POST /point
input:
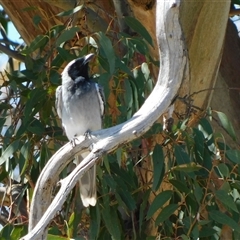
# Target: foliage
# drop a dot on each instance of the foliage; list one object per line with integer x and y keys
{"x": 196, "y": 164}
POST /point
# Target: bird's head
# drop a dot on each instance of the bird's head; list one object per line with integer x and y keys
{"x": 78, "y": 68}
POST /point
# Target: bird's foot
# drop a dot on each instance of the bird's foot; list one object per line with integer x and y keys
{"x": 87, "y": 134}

□ □ □ □ □

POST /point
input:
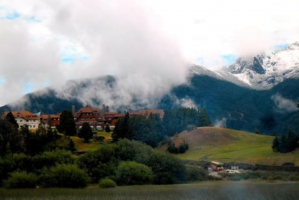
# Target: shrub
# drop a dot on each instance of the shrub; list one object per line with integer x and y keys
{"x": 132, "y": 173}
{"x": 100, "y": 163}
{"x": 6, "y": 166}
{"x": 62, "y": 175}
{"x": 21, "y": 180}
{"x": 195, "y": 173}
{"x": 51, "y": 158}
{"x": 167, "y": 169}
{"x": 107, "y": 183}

□ □ □ □ □

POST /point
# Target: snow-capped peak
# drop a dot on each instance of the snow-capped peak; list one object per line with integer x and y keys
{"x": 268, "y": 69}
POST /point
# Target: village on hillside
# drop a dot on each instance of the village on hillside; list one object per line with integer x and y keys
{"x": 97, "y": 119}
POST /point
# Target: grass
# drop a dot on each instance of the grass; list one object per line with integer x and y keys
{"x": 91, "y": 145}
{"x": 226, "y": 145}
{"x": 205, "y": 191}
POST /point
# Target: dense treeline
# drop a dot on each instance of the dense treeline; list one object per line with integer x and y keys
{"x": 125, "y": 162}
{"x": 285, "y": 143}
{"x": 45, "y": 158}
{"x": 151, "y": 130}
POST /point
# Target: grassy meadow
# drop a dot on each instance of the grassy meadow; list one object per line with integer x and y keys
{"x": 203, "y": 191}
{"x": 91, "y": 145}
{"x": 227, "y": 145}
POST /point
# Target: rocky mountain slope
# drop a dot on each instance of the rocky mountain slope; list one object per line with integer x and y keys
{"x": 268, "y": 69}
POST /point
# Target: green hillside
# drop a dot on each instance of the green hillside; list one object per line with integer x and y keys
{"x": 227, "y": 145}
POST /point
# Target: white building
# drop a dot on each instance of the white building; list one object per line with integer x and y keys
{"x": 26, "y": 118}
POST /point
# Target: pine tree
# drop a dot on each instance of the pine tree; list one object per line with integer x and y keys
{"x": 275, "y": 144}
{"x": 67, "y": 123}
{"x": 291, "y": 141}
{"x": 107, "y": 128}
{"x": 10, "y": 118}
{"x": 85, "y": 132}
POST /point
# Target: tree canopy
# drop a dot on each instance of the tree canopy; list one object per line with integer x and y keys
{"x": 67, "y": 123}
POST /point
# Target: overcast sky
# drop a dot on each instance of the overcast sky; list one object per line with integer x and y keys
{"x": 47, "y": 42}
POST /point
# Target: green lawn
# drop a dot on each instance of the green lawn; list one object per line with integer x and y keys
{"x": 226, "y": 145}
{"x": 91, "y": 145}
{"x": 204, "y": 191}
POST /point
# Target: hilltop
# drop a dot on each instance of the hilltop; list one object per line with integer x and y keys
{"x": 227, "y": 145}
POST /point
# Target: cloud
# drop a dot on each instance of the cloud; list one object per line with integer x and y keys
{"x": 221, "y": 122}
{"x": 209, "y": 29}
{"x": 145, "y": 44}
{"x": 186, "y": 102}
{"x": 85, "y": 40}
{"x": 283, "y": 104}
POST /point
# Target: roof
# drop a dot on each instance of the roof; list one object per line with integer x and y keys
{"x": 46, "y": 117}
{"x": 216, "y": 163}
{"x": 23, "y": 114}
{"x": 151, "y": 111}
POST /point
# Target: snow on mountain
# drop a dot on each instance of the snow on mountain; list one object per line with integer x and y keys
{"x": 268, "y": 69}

□ □ □ □ □

▶ **WHAT YOU ARE ASKED TO DO**
Locate each line in the records that contains the word "white", and copy every such line out in full.

▶ **SOLUTION FOR THIS TASK**
# Target: white building
# drop a dot on each instance of the white building; list one object per line with integer x and y keys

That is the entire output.